Copy the whole listing below word for word, keeping every line, number, and mark the same.

Task data =>
= = =

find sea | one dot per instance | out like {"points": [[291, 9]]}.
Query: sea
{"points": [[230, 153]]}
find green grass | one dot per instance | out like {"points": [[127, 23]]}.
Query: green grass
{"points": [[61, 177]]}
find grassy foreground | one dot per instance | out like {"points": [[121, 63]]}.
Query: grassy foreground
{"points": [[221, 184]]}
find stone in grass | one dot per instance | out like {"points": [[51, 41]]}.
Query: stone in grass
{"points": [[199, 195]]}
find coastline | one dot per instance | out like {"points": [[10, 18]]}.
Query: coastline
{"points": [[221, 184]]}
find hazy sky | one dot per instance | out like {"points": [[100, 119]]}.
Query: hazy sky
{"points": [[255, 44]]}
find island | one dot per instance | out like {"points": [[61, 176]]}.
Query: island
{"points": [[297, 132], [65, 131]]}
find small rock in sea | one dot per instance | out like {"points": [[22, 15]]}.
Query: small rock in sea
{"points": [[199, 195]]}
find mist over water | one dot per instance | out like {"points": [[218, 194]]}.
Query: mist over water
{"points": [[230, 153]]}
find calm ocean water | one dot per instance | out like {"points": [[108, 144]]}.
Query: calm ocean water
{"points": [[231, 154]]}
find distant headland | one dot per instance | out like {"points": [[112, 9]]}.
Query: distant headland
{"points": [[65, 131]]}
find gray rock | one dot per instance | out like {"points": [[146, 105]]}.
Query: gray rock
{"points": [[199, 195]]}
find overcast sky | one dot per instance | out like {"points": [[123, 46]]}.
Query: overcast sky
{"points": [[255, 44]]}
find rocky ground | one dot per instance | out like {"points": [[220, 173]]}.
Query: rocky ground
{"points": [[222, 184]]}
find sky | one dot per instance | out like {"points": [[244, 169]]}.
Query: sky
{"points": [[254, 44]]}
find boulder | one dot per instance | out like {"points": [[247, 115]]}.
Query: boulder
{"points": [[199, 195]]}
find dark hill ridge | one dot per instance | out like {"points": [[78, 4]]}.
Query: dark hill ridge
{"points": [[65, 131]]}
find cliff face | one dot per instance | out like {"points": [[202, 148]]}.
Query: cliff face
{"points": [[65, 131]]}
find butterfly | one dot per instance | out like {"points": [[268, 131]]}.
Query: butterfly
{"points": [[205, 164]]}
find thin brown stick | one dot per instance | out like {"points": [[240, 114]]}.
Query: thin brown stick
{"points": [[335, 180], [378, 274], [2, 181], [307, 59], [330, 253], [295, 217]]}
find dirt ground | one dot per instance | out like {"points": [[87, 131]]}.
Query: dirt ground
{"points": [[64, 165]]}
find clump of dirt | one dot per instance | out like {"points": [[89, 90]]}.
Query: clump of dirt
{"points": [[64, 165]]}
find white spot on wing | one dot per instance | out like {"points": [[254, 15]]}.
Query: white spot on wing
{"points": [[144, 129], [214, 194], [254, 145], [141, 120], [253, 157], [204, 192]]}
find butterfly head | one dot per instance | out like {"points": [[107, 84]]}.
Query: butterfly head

= = =

Task result =>
find sea | one dot per instance | out like {"points": [[291, 9]]}.
Query: sea
{"points": [[230, 153]]}
find green grass | one dot per instance | out like {"points": [[127, 23]]}.
Query: green grass
{"points": [[61, 177]]}
find grassy foreground | one dot per instance | out like {"points": [[121, 63]]}.
Query: grassy foreground
{"points": [[221, 184]]}
find stone in grass | one dot per instance | out like {"points": [[51, 41]]}.
Query: stone in grass
{"points": [[199, 195]]}
find coastline | one dot per instance | out like {"points": [[10, 18]]}.
Query: coastline
{"points": [[221, 184]]}
find hazy sky | one dot per instance | out like {"points": [[100, 119]]}.
Query: hazy sky
{"points": [[255, 44]]}
find island | one dot per instance | out like {"points": [[61, 176]]}.
Query: island
{"points": [[297, 132], [65, 131]]}
find small rock in sea | one dot per instance | out like {"points": [[22, 15]]}.
Query: small rock in sea
{"points": [[199, 195]]}
find mist over water | one dot per instance | out like {"points": [[218, 194]]}.
Query: mist over water
{"points": [[230, 153]]}
find calm ocean water | one dot per instance | out like {"points": [[108, 144]]}.
Query: calm ocean water
{"points": [[231, 154]]}
find distant headland | one dot per instance | out like {"points": [[112, 9]]}.
Query: distant headland
{"points": [[65, 131]]}
find gray rock | one dot per instance | out like {"points": [[146, 105]]}.
Query: gray rock
{"points": [[199, 195]]}
find overcast sky | one dot per instance | out like {"points": [[123, 46]]}.
Query: overcast sky
{"points": [[255, 44]]}
find rocky ground | one dot per instance | out like {"points": [[220, 173]]}.
Query: rocky ground
{"points": [[222, 184]]}
find sky | one dot per instance | out like {"points": [[244, 169]]}.
Query: sky
{"points": [[254, 44]]}
find boulder | one dot per instance | out like {"points": [[247, 115]]}.
Query: boulder
{"points": [[199, 195]]}
find dark hill ridge | one dot per instance | out like {"points": [[78, 4]]}.
Query: dark hill ridge
{"points": [[65, 131]]}
find cliff face | one dot per instance | out like {"points": [[202, 148]]}.
Query: cliff face
{"points": [[65, 131]]}
find butterfly | one dot per instance | out like {"points": [[268, 131]]}.
Query: butterfly
{"points": [[205, 164]]}
find thin brown stick | one dot per instance | out like {"points": [[240, 114]]}.
Query: thin brown stick
{"points": [[335, 180], [378, 274], [2, 181], [307, 59], [330, 253], [295, 217]]}
find dirt ground | one dot per instance | out like {"points": [[87, 131]]}.
Query: dirt ground
{"points": [[64, 165]]}
find clump of dirt | one dot per instance | out like {"points": [[89, 90]]}.
Query: clump of dirt
{"points": [[64, 165]]}
find white spot on wing | one dot per instance | out like {"points": [[254, 15]]}.
Query: white spot on wing
{"points": [[144, 129], [214, 194], [254, 145], [141, 120], [253, 157], [204, 192]]}
find butterfly head | one dot per instance | out like {"points": [[107, 84]]}.
Query: butterfly head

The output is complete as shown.